=== Begin Enclosure ===
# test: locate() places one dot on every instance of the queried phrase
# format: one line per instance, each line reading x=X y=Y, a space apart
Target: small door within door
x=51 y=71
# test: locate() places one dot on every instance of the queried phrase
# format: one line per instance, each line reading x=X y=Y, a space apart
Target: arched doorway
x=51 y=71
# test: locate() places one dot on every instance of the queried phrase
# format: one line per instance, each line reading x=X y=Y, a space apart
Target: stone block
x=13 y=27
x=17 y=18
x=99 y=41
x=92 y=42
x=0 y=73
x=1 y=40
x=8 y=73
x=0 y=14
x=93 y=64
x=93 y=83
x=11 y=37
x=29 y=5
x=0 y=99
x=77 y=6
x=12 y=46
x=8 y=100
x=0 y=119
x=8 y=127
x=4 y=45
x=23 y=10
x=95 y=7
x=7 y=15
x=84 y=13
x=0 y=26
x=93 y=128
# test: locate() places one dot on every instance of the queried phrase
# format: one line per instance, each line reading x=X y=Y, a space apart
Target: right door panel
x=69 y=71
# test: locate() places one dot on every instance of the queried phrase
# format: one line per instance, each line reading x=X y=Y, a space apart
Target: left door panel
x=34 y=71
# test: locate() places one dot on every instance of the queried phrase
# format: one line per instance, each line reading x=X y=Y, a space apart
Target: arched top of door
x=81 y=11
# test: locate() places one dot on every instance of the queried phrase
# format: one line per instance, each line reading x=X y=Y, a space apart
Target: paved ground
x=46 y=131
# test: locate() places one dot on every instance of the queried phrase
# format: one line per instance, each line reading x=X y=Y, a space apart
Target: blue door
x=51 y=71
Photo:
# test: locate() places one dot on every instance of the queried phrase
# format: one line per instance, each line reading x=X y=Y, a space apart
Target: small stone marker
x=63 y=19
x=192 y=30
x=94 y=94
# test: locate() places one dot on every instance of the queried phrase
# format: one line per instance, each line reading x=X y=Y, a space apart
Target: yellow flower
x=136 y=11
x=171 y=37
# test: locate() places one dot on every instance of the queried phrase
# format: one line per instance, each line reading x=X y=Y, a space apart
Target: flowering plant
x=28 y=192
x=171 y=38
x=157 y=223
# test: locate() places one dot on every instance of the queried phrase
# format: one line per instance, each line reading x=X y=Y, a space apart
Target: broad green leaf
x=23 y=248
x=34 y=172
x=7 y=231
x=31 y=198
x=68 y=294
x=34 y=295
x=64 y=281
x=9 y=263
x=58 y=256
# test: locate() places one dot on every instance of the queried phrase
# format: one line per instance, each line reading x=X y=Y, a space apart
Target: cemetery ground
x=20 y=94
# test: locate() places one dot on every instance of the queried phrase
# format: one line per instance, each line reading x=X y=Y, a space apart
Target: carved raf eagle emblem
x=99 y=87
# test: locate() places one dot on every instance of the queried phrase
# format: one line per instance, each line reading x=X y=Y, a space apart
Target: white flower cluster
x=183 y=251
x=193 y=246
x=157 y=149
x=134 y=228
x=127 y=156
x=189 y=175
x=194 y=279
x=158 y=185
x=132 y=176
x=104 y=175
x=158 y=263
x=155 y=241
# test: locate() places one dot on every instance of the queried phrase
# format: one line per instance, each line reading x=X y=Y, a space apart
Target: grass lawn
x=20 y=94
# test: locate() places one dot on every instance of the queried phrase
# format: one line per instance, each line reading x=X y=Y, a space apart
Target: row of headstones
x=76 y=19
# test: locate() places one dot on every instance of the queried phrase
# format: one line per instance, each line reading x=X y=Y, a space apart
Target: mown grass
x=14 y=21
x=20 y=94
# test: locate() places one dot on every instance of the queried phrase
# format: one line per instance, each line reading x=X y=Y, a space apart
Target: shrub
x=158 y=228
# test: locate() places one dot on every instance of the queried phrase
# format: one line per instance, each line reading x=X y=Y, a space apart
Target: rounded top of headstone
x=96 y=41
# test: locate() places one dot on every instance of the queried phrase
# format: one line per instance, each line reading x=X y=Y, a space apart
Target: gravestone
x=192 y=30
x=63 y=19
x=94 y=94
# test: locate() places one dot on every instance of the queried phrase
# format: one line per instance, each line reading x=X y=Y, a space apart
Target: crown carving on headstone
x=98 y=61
=== End Enclosure ===
The problem
Output the entries above exactly, please, with nothing dropped.

Response to the exercise
# test: locate() places one dot on every instance of the queried phrase
# format: one line per instance, each line reading x=X y=Y, a space apart
Target: small door within door
x=51 y=71
# test: locate() places one dot on every instance of the queried phrase
# format: one line per instance, each line reading x=X y=Y, a space apart
Target: arched doorway
x=51 y=71
# test: locate() places one dot on every instance of the queried phrase
# format: one line per instance, each line reading x=X y=Y, a space apart
Target: stone block
x=13 y=27
x=17 y=18
x=99 y=41
x=92 y=42
x=0 y=73
x=1 y=40
x=8 y=73
x=0 y=14
x=93 y=64
x=93 y=83
x=11 y=37
x=29 y=5
x=0 y=99
x=77 y=6
x=12 y=46
x=8 y=100
x=0 y=119
x=8 y=127
x=4 y=45
x=23 y=10
x=95 y=7
x=7 y=15
x=84 y=13
x=0 y=26
x=93 y=128
# test: locate() places one dot on every instance of the queried phrase
# format: one line per instance, each line reading x=X y=Y, a space apart
Target: right door panel
x=69 y=71
# test: locate() places one dot on every instance of the queried phrase
# format: one line per instance, each line reading x=X y=Y, a space apart
Target: left door panel
x=34 y=71
# test: locate() places one dot on every instance of the queried phrase
# format: one line per instance, each line reading x=X y=Y, a space apart
Target: arched top of door
x=81 y=11
# test: locate() places one dot on every instance of the queried phrase
# format: one line per instance, each line reading x=X y=Y, a space apart
Target: paved ground
x=46 y=131
# test: locate() places one dot on every instance of the queried phrase
# format: one line per instance, each line reading x=X y=Y, a space apart
Target: blue door
x=51 y=71
Photo:
# test: locate() places one dot on every instance of the queried phrase
# format: one line per instance, each line reading x=X y=Y, a space apart
Target: small stone marker
x=63 y=19
x=192 y=30
x=94 y=94
# test: locate() places one dot on every instance of the queried phrase
# format: one line per instance, each line reading x=X y=Y, a space apart
Target: yellow flower
x=136 y=11
x=171 y=37
# test: locate() places one dot on every instance of the queried phrase
# format: one line per instance, each line reading x=X y=Y, a space apart
Target: flowering plant
x=28 y=192
x=171 y=38
x=157 y=223
# test: locate() places one dot on every instance of the queried phrase
# format: one line per instance, each line reading x=X y=Y, a space apart
Target: broad green leaf
x=23 y=248
x=34 y=172
x=7 y=231
x=31 y=198
x=68 y=294
x=34 y=295
x=64 y=281
x=9 y=263
x=58 y=256
# test: locate() places one dot on every instance of the queried phrase
# format: one line per instance, each line reading x=X y=Y, a space apart
Target: cemetery ground
x=20 y=94
# test: locate() places one dot on every instance of the queried phrase
# format: one line per instance, each line reading x=X y=Y, a space apart
Target: carved raf eagle emblem
x=99 y=87
# test: locate() places one dot on every instance of the queried phrase
# format: one line per instance, each line reading x=X y=Y, a space apart
Target: white flower cluster
x=183 y=251
x=193 y=246
x=157 y=149
x=134 y=228
x=127 y=156
x=189 y=175
x=194 y=279
x=158 y=185
x=132 y=176
x=104 y=175
x=158 y=263
x=155 y=241
# test: locate() places one dot on every instance of the queried phrase
# format: one line per instance, each line reading x=X y=Y, a space apart
Target: grass lawn
x=20 y=94
# test: locate() places one dot on every instance of the queried phrase
# format: one line per instance, each line reading x=X y=Y, a space apart
Target: row of headstones
x=76 y=19
# test: locate() places one dot on every instance of the queried phrase
# format: one line per instance, each line reading x=X y=Y, a space apart
Target: mown grass
x=14 y=21
x=20 y=94
# test: locate() places one dot on every instance of the queried phrase
# format: one line per instance, each line reading x=X y=Y, a space apart
Target: shrub
x=158 y=228
# test: locate() places one dot on every instance of the queried phrase
# format: one line per instance, each line reading x=X y=Y, a space apart
Target: rounded top of headstone
x=96 y=41
# test: locate() places one dot on every instance of the queried phrase
# format: one line per instance, each line reading x=X y=Y, a space apart
Target: gravestone
x=192 y=30
x=63 y=19
x=94 y=94
# test: locate() places one dot on every instance of the queried phrase
# format: one line per instance, each line reading x=X y=Y, a space apart
Target: crown carving on headstone
x=98 y=61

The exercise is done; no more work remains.